> [Aufgabe]
Gib sämtliche Einträge unten als nummerierte Liste wieder und lass dabei Leerzeilen weg. Die Bilder übernimmst du nicht in die Antwort.

____

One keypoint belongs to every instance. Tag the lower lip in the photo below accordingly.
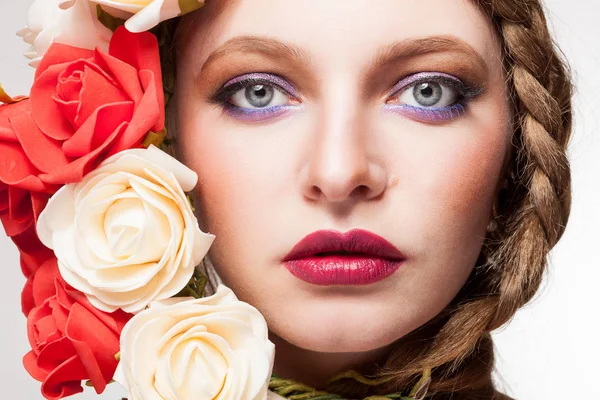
(342, 270)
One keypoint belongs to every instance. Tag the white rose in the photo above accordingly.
(71, 22)
(214, 347)
(126, 234)
(149, 13)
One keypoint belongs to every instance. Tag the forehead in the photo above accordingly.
(340, 32)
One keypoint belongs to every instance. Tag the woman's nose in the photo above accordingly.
(340, 167)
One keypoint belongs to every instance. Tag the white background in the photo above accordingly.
(550, 351)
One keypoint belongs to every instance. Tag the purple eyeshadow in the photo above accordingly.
(255, 114)
(424, 114)
(267, 78)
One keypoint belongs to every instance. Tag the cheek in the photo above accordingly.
(237, 189)
(454, 185)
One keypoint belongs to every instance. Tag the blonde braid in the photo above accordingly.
(534, 211)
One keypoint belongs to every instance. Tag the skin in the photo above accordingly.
(340, 159)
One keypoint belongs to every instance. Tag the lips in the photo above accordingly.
(331, 258)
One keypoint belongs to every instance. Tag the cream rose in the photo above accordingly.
(149, 13)
(71, 22)
(126, 234)
(214, 347)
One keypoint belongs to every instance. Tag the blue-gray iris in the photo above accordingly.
(259, 95)
(427, 94)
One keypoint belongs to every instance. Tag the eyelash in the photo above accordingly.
(465, 93)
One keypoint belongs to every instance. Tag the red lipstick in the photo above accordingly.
(357, 257)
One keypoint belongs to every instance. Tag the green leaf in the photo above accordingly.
(187, 6)
(109, 21)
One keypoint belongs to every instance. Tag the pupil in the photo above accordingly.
(427, 91)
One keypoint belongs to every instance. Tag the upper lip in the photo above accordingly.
(354, 241)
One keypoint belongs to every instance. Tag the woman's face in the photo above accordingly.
(391, 117)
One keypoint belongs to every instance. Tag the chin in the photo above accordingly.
(339, 326)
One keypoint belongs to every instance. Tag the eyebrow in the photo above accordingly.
(389, 54)
(409, 48)
(270, 47)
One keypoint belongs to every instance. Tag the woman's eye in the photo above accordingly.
(257, 96)
(429, 95)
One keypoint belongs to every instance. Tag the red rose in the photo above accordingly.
(71, 340)
(84, 107)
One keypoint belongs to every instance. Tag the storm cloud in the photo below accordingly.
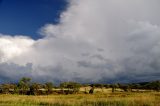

____

> [Schriftliche Antwort]
1. One keypoint belongs to every instance. Tag the lower lip in the photo below accordingly.
2. (342, 270)
3. One keypoint belongs to every instance. Tag the white rose in the photo above accordingly.
4. (71, 22)
5. (214, 347)
6. (126, 234)
7. (149, 13)
8. One keypoint belongs to every instance. Tag the forehead in the photo above accordingly.
9. (340, 32)
10. One keypoint belongs to every instance. Tag the woman's nose in the photo above accordingly.
11. (340, 167)
12. One keypoint belongs to every instance. Tag the white background in the photo above accordingly.
13. (550, 351)
14. One keypoint belongs to every instance. Tag the purple eyeshadow in the photo above accordingly.
15. (255, 114)
16. (424, 114)
17. (267, 78)
18. One keypoint belongs to every instance. Tag the cheek in the photo above accordingly.
19. (237, 189)
20. (454, 185)
21. One keypoint belongs to every instance. Tag the blonde braid in the photo above accordingly.
22. (534, 211)
23. One keypoint belongs to every instance. Tag the skin in the photo above accordingly.
24. (340, 159)
25. One keypoint belongs to every instance. Tag the lips in the photo above accordingly.
26. (331, 258)
27. One keypoint belongs to every instance. Tag the cream rose in the photo above accordingly.
28. (149, 13)
29. (71, 22)
30. (126, 234)
31. (214, 347)
32. One keypoint belongs to every instance. Tag the blue-gray iris in the photo above accordingly.
33. (259, 95)
34. (427, 94)
35. One keypoint belongs to every instance. Tag the eyelash in the photo above accordingly.
36. (465, 93)
37. One keypoint belongs to every instance. Tag the red lipstick in the photo above accordingly.
38. (357, 257)
39. One keypoint belongs to every instance. Tag the green leaf in the photo above accordingly.
40. (187, 6)
41. (109, 21)
42. One keypoint belongs to every instance. Tag the pupil in the photo above accordingly.
43. (427, 91)
44. One keypoint belongs to every instance. Tag the upper lip in the photo above accordingly.
45. (354, 241)
46. One keypoint belongs to every instance. Tag the woman's face in the photo above accordingly.
47. (391, 117)
48. One keypoint belongs to every instance. Tag the chin in the photo above accordingly.
49. (339, 326)
50. One keypoint belongs to every instance. Tag the eyebrow in the photo above accordingly.
51. (389, 54)
52. (409, 48)
53. (270, 47)
54. One keypoint belongs to every instance. Tag the woman's eye in the photo above accordingly.
55. (257, 96)
56. (429, 95)
57. One keypoint belongs to every instance. Tag the red rose in the photo above accordingly.
58. (71, 340)
59. (84, 107)
60. One keypoint belongs to every instance. Tag the storm cloud in the photo below accordingly.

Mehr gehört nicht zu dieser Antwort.